Guinevere, I enjoyed your thoughts about this chapter very much, particularly your thoughtful comments on Sam. It doesn't really matter that you don't know anything about Lilith. You can enjoy the chapter very much as it is without that layering of possibilities; in fact, you provide other, equally rich possibilities.

However, in case you are interested in other fantasy writers and in the legend of Lilith, you might want to take a look at George MacDonald's book, Lilith. MacDonald was a powerful influence on C.S. Lewis, less so on Tolkien himself, although Tolkien acknowledged him. MacDonald's interest in the imagination and fantasy anticipates that of Tolkien and Lewis. In many ways, he was a precursor. Readers don't have to know MacDonald's ideas to appreciate Tolkien's, but knowing MacDonald's thoughts on how our imagination creates meaning provides a wonderful context in which to consider Tolkien.

Tolkien mentions both MacDonald and Lilith in his famous essay, "On Fairy-Stories".

Quote:
Even fairy-stories as a whole have three faces: the Mystical towards the Supernatural; the Magical towards Nature; and the Mirror of scorn and pity towards Man. The essential face of Faërie is the middle one, the Magical. But the degree in which the others appear (if at all) is variable, and may be decided by the individual story-teller. The Magical, the fairy-story, may be used as a Mirour de l'Ommen; and it may (but not so easily) be made a vehicle of Mystery. This at least is what George MacDonald attempted, achieving stories of power and beauty when he succeeded; as in The Golden Kay (which he called a fairy-tale); and even when he partly failed, as in Lilith (which he called a romance).
Just for the sake of historical accuracy, Tolkien also refers to MacDonald in his Letters. The first is in Tolkien's reply to a Letter published in the Observer and signed by "Habit".

### Work instruction 1
Print the part of the post about George MacDonald and Tolkien between "However, in case" and "to consider Tolkien.", inclusive.
### Work instruction 2
List the three faces of fairy-stories that the quotation in the post about George MacDonald and Tolkien names, along with what each one faces.

### Input data
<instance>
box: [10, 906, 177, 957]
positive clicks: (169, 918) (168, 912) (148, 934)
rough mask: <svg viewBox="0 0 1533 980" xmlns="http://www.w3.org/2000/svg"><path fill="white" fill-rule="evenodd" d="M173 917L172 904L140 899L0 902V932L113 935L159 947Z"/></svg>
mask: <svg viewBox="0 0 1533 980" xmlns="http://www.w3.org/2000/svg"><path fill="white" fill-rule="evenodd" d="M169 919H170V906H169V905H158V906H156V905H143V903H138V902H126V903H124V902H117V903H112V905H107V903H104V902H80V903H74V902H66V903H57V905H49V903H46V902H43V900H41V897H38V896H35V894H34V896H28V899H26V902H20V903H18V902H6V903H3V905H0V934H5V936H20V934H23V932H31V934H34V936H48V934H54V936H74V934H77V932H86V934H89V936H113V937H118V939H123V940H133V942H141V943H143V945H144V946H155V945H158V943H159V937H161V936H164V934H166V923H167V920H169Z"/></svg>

### Written reply 1
However, in case you are interested in other fantasy writers and in the legend of Lilith, you might want to take a look at George MacDonald's book, Lilith. MacDonald was a powerful influence on C.S. Lewis, less so on Tolkien himself, although Tolkien acknowledged him. MacDonald's interest in the imagination and fantasy anticipates that of Tolkien and Lewis. In many ways, he was a precursor. Readers don't have to know MacDonald's ideas to appreciate Tolkien's, but knowing MacDonald's thoughts on how our imagination creates meaning provides a wonderful context in which to consider Tolkien.

### Written reply 2
- the Mystical, towards the Supernatural
- the Magical, towards Nature
- the Mirror of scorn and pity, towards Man